** Extracted data **
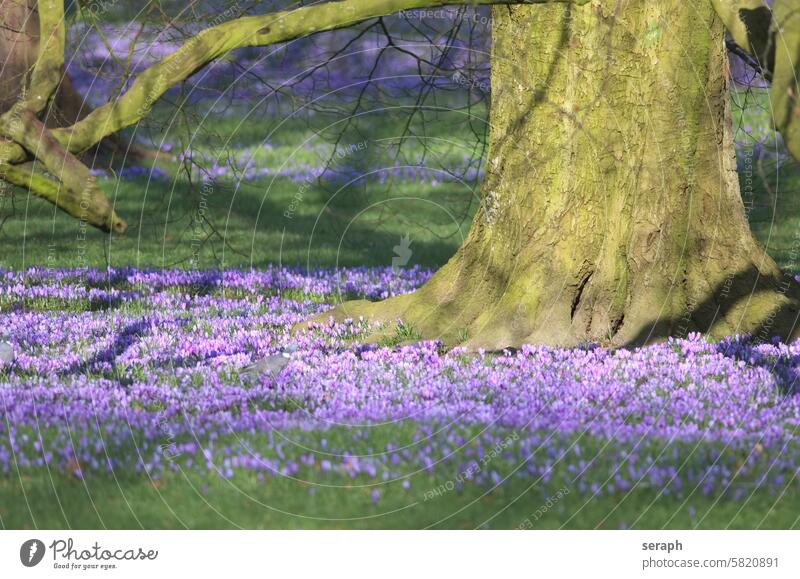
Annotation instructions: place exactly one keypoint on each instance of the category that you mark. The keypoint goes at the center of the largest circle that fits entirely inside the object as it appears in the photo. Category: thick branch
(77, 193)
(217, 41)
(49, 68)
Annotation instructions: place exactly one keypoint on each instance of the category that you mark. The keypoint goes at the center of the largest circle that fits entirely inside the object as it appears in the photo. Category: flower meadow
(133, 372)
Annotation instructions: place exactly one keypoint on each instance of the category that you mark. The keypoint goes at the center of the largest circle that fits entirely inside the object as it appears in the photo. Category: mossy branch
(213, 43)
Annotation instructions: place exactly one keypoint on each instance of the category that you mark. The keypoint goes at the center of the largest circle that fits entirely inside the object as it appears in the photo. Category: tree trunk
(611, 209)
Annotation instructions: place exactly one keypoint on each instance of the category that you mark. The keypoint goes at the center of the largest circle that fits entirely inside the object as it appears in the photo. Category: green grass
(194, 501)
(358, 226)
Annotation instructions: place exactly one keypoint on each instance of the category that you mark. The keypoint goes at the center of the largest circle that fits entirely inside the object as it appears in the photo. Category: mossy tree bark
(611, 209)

** Work to be completed **
Quote the records above exactly, leaving out any pictures.

** Correct answer **
Annotation instructions: place exactly one keypoint on each instance of the category that you mark. The keypoint goes at the center of the largest circle that fits entirely inside the object as it appears in the photo. Category: thick branch
(77, 193)
(217, 41)
(49, 68)
Annotation instructions: place exactly one keypoint on each instance of the category that you mark. The keypoint goes at the center of the largest circle that fits entirely inside the object as it appears in the photo. Category: flower meadow
(133, 372)
Annotation instructions: place exactly one keypoint on each instance of the category that you mark. The keypoint goes at the center of the largest circle that fits entirely inside the object as it appears in the photo. Category: mossy branch
(213, 43)
Annotation instructions: place exactly one keypoint on each instance of the category that you mark. The keypoint goes at the center of the largest circle that fits entirely inside the object as it appears in the photo. Category: tree trunk
(611, 209)
Annotation instructions: place exactly one keypoint on each instance of the category that you mark. The keypoint goes at the center of the largest circle that fits entirely inside the object as it appears in the photo. Category: green grass
(194, 501)
(358, 226)
Annotation instructions: place exactly one keypoint on each instance of the category that you mark. The keypoint goes at the center of the largest circle that fits entirely inside the object as it appears in the photo. Category: mossy tree bark
(611, 209)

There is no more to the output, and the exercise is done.